• EXTRACT PROVIDED:
Adam VIII Limited was a record label founded by music publisher Morris Levy, and named after his son Adam. It operated in the late 1960s through the early 1980s.

Adam VIII specialised in mail order issues and reissues of popular music, including works originally appearing on Roulette Records, also owned by Morris Levy. By 1976, they had sold up to a million units of disco hits and rock hits featuring Chubby Checker. They also marketed and sold albums recorded by Billie Holiday.

==Lawsuit==
In 1975 they released Roots, a version of John Lennon's album Rock 'n' Roll. Lennon originally undertook the project as a way to settle a copyright infringement lawsuit, over his song "Come Together", which had borrowed noticeably from Chuck Berry's "You Can't Catch Me" (published by Levy). As part of the settlement, Lennon agreed to record three songs that were owned by Levy's publishing house, Big Seven Music. A planned deal to market the album through Adam VIII turned sour, and Levy released an album pressed from the rough-mix tape Lennon had given him, weeks before the album was finished, then sued Lennon, Capitol Records (Lennon's American label), and EMI for breach of contract for $7 million. Levy claimed that Lennon had agreed to allow the album to be released on Levy's mail-order label, as further settlement to the "You Can't Catch Me" lawsuit. The latter three countersued and won, receiving $144,700 for lost royalties and damaged reputation over the album, and an injunction was ordered for Levy to suspend the sales of the album. Levy later opined that "I lost because the judge fell in love with John Lennon, and Yoko knitted all day long, as a pregnant lady in the first row of the court". After Adam VIII suspended sales of the album, naturally, the copies that had already been purchased became a collector's item. According to court documents, exactly 1,270 copies of Roots were sold.

Referring expression data based on photos
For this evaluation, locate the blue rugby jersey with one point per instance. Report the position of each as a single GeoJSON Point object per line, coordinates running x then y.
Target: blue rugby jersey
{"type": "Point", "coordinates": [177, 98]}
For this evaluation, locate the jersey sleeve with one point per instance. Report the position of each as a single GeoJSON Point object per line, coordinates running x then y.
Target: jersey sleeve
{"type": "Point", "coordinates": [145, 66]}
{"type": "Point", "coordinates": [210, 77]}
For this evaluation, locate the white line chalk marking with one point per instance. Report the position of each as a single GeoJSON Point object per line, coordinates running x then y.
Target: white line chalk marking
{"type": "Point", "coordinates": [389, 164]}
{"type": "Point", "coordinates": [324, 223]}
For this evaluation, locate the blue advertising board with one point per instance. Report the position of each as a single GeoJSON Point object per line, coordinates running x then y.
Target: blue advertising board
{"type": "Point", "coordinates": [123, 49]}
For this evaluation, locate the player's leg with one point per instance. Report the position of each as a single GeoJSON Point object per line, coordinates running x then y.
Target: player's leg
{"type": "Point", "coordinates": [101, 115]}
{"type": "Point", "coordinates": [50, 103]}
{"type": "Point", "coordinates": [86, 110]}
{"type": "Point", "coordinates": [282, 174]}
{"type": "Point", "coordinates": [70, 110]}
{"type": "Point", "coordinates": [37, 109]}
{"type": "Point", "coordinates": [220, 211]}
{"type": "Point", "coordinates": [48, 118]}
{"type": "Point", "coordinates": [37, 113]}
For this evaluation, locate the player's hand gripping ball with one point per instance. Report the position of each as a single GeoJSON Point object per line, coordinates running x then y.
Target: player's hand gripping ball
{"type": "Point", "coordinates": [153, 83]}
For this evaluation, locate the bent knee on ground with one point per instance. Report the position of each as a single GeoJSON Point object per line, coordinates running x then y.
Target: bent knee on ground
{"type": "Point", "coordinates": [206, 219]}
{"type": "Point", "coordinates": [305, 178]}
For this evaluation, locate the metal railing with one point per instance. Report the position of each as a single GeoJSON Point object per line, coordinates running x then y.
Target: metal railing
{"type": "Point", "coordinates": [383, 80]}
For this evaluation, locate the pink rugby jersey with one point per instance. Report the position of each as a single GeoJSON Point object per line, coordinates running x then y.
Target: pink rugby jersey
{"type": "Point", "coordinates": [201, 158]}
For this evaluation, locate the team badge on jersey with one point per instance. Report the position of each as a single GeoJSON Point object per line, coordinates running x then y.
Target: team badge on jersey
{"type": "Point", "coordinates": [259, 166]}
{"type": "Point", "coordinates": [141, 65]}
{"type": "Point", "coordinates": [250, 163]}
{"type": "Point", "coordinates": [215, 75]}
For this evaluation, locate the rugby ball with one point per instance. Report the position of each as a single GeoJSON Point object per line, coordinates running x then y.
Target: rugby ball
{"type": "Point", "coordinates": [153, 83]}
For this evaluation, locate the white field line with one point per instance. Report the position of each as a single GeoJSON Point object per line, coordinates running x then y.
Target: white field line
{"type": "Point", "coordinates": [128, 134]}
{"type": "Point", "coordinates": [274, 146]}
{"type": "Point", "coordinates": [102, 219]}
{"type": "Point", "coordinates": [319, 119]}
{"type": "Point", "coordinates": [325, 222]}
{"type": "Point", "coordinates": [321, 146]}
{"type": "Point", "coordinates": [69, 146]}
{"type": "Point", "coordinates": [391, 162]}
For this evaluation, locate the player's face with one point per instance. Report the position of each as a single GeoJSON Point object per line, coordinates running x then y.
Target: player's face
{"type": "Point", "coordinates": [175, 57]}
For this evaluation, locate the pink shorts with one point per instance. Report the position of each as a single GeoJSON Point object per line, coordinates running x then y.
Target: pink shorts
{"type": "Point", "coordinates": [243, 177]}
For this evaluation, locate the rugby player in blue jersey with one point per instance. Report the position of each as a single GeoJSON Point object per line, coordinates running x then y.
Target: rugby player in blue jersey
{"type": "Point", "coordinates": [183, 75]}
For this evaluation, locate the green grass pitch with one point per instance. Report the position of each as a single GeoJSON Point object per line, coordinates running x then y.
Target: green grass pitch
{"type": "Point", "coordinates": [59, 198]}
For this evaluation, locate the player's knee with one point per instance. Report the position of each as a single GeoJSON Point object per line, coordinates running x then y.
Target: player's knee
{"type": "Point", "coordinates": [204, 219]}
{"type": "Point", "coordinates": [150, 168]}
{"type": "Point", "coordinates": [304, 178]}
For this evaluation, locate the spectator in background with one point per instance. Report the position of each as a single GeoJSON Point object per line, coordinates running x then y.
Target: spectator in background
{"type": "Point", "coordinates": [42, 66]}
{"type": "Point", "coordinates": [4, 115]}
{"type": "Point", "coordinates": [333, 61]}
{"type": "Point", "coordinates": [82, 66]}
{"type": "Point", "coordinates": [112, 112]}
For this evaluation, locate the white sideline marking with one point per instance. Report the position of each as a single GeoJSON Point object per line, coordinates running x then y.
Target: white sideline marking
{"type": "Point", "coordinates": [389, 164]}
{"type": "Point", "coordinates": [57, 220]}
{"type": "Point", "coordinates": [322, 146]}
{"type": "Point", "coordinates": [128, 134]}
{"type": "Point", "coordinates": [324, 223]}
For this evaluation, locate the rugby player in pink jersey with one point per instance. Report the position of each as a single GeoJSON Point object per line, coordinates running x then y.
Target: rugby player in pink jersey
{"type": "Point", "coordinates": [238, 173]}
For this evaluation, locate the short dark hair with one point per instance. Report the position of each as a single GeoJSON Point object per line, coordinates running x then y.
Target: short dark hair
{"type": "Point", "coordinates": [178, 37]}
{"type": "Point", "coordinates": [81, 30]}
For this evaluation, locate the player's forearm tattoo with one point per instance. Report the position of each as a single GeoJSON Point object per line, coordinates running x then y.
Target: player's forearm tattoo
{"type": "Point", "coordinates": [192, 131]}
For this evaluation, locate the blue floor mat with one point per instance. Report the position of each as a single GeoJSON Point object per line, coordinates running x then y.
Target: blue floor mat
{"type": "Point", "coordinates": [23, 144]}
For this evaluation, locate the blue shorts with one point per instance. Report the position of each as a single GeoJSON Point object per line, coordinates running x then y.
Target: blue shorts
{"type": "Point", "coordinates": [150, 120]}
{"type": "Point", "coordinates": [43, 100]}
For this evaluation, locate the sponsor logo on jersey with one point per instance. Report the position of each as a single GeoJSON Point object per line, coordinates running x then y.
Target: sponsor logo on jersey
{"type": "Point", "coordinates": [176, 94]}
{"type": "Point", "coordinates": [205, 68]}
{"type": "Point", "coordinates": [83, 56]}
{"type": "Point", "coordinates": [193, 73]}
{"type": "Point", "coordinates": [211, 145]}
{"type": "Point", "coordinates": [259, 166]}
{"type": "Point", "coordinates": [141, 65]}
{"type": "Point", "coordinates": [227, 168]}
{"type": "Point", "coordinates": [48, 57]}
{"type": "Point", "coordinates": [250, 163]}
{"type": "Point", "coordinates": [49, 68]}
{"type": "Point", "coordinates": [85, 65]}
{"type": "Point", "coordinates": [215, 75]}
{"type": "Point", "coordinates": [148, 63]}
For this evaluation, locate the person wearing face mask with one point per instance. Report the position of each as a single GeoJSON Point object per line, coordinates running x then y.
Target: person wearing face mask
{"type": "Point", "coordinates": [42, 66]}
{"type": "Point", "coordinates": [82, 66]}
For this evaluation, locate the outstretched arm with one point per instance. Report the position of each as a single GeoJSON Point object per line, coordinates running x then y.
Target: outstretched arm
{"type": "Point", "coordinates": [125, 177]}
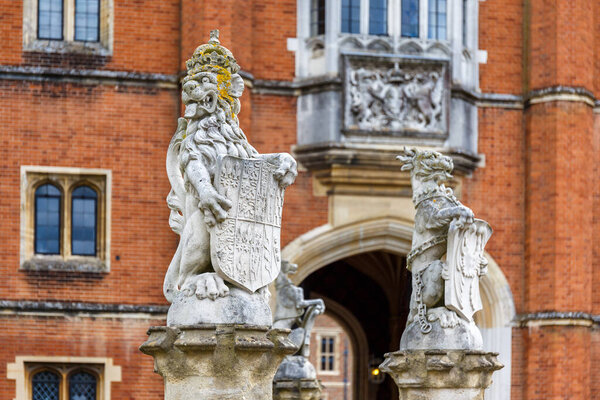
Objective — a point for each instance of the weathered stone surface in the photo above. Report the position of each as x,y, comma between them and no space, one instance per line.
225,362
441,375
226,199
446,260
239,307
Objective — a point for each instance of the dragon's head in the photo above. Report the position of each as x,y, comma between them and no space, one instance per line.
212,83
427,165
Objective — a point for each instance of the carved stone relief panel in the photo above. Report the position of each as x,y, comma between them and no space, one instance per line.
395,96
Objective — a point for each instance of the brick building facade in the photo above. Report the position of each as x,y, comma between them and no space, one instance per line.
519,115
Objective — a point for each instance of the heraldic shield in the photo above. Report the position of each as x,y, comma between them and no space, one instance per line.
466,263
245,248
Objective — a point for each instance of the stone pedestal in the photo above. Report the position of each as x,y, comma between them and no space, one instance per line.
217,362
296,379
441,374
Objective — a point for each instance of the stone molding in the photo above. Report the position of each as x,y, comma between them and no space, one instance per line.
557,318
217,362
441,374
88,76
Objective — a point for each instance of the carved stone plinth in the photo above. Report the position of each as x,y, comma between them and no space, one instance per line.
296,379
441,375
218,362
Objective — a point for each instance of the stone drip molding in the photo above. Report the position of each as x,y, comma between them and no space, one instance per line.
561,93
88,76
557,318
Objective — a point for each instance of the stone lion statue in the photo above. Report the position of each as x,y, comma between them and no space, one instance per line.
209,129
442,225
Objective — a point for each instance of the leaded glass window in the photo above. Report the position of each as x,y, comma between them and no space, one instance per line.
410,18
45,385
50,19
317,17
82,386
87,20
378,17
437,19
84,221
350,16
327,362
47,219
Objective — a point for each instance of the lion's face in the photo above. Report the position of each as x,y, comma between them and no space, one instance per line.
200,96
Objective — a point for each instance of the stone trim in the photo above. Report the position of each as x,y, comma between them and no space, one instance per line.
556,318
18,306
19,372
560,93
88,76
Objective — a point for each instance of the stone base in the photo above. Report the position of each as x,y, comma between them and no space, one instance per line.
296,379
464,336
223,362
441,374
238,307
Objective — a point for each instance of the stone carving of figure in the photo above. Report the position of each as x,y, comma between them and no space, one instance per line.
446,259
208,160
294,312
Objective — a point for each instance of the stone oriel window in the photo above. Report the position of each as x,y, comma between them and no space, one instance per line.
65,215
68,26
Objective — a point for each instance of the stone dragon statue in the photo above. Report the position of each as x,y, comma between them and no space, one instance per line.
445,290
209,130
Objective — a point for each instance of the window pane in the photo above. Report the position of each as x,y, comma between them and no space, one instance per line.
410,18
82,386
45,386
87,15
317,17
84,221
47,219
350,16
378,17
437,19
50,19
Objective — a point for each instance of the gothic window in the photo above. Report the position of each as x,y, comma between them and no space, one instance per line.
378,17
45,385
410,18
87,20
82,386
351,16
50,19
327,354
48,200
67,211
83,225
68,26
437,19
317,17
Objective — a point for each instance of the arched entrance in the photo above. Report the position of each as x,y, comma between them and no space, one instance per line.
372,253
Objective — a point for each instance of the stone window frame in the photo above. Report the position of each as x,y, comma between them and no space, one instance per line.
24,367
320,334
31,43
66,179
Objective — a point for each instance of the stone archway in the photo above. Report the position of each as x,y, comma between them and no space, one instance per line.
325,245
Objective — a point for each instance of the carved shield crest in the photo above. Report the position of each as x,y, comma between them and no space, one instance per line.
465,263
245,248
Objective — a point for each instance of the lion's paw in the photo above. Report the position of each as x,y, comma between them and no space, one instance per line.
447,318
208,285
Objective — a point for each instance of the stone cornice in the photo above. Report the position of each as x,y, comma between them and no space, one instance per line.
19,306
88,76
560,93
557,318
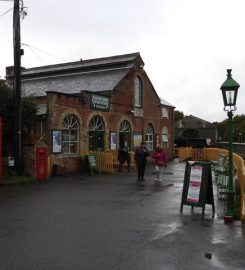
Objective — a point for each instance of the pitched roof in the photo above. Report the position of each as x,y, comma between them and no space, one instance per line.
95,75
166,103
193,122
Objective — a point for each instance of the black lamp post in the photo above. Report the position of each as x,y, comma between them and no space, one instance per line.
229,91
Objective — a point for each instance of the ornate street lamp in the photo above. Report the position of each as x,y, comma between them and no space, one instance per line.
229,91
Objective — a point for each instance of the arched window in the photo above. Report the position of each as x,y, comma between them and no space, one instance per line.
125,126
96,133
70,135
149,137
138,93
165,137
125,135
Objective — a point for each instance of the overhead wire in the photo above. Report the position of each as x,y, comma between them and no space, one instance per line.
32,48
6,12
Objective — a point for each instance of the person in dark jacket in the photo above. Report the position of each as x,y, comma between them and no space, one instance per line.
141,155
123,156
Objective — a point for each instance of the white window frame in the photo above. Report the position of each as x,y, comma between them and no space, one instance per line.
70,135
138,92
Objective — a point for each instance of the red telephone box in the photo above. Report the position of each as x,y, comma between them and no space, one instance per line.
41,163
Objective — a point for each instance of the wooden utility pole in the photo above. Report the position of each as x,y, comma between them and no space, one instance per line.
17,88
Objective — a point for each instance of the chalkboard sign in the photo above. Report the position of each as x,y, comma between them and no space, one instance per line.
198,186
92,160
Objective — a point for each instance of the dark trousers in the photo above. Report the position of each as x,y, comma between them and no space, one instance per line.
121,165
141,170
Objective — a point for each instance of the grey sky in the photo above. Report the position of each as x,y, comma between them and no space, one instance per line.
186,45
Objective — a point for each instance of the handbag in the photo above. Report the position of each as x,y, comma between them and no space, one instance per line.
159,162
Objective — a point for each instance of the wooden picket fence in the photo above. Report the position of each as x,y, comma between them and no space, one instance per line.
186,153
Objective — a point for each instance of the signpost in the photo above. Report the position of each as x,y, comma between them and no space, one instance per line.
99,102
1,145
198,186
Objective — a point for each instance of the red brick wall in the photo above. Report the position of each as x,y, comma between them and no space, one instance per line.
121,102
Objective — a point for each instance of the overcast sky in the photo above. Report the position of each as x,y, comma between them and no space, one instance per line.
186,45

• WORK TO COMPLETE:
1. Repeat word for word the part of the passage on Adam VIII that begins with the words containing "Adam VIII specialised" and ends with "by Billie Holiday.".
2. According to the passage on Adam VIII, how much did Lennon, Capitol Records and EMI receive when they won their countersuit?
These entries were taken from a separate source.

• TASK-BY-TASK OUTPUTS:
1.
Adam VIII specialised in mail order issues and reissues of popular music, including works originally appearing on Roulette Records, also owned by Morris Levy. By 1976, they had sold up to a million units of disco hits and rock hits featuring Chubby Checker. They also marketed and sold albums recorded by Billie Holiday.

2. They received $144,700 for lost royalties and damaged reputation over the album.